Supplied text –

==============================

Wednesday, April 15, 2015

The Number

Hm.  Seems to be I am without anything to say on how a DM might better manage their game.

Some years ago, I remember there being a series of arguments - not just here, but elsewhere in other blogs - about whether or not a DM could be 'made.'  In effect, there was a side of the argument that insisted that DM's were born, not made.  If an individual didn't happen to be a good DM, well, too bad.

Did we really have those arguments?  Oh well.  I suppose that being a DM is overwhelming; that it is enough just to handle what's going on; that the expectation of becoming 'better' seems an unfair challenge.  "Isn't it enough that I'm doing it?  I have to be better, too?"

I am unquestionably a better DM today than I was 9 months ago.  My games are better focused, we get more done, the players interrupt for irrelevant observations less and there seems to be a stronger desire to participate and become more conscious of the game's purpose.  The same is true of both campaigns, because I have changed.  My exhaustion seems reduced, my concern about the game has lessened before I start and even the drop I feel afterwards has lightened.  I'm glad for the change.

It is part of my looking at a lot of things differently.  For example, other blogs on gaming.  Oh, they still don't interest me, they're still largely caught up with re-inventing the wheel.  But they do seem to have changed their focus.  A lot of the old blogs that were their six years ago are long gone.  With them has gone much of the fetishistic approach to gaming - perhaps because there are less people who remember the 1970s.  Perhaps because the collectors have finally sapped their collections, leaving them with nothing to post.  Perhaps become 'collections' have become passe.

Much of the content I read now seems concerned with the future.  The write about what they plan to do or what they're trying to do.  They highlight their specific game.  There's also a greater concern with the artistic side of it - a lot less of showing what some other artist drew in 1981 and a lot more of what look at what I drew today.  This is all positive change.  It encourages me.

==============================

Records from a data collection:
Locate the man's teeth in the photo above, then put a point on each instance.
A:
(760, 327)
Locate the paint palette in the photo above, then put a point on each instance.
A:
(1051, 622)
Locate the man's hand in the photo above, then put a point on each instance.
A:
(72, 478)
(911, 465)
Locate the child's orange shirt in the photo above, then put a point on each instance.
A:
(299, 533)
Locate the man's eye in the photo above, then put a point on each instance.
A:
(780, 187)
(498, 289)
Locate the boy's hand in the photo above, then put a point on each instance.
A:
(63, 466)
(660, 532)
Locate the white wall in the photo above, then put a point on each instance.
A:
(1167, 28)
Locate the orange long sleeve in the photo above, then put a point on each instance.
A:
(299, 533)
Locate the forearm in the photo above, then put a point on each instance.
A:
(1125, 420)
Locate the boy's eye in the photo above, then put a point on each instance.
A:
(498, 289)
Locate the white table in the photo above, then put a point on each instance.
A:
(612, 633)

==============================

Short task – In the blog post, what did one side of the old argument insist about DMs?

Full response – It insisted that DMs were born, not made.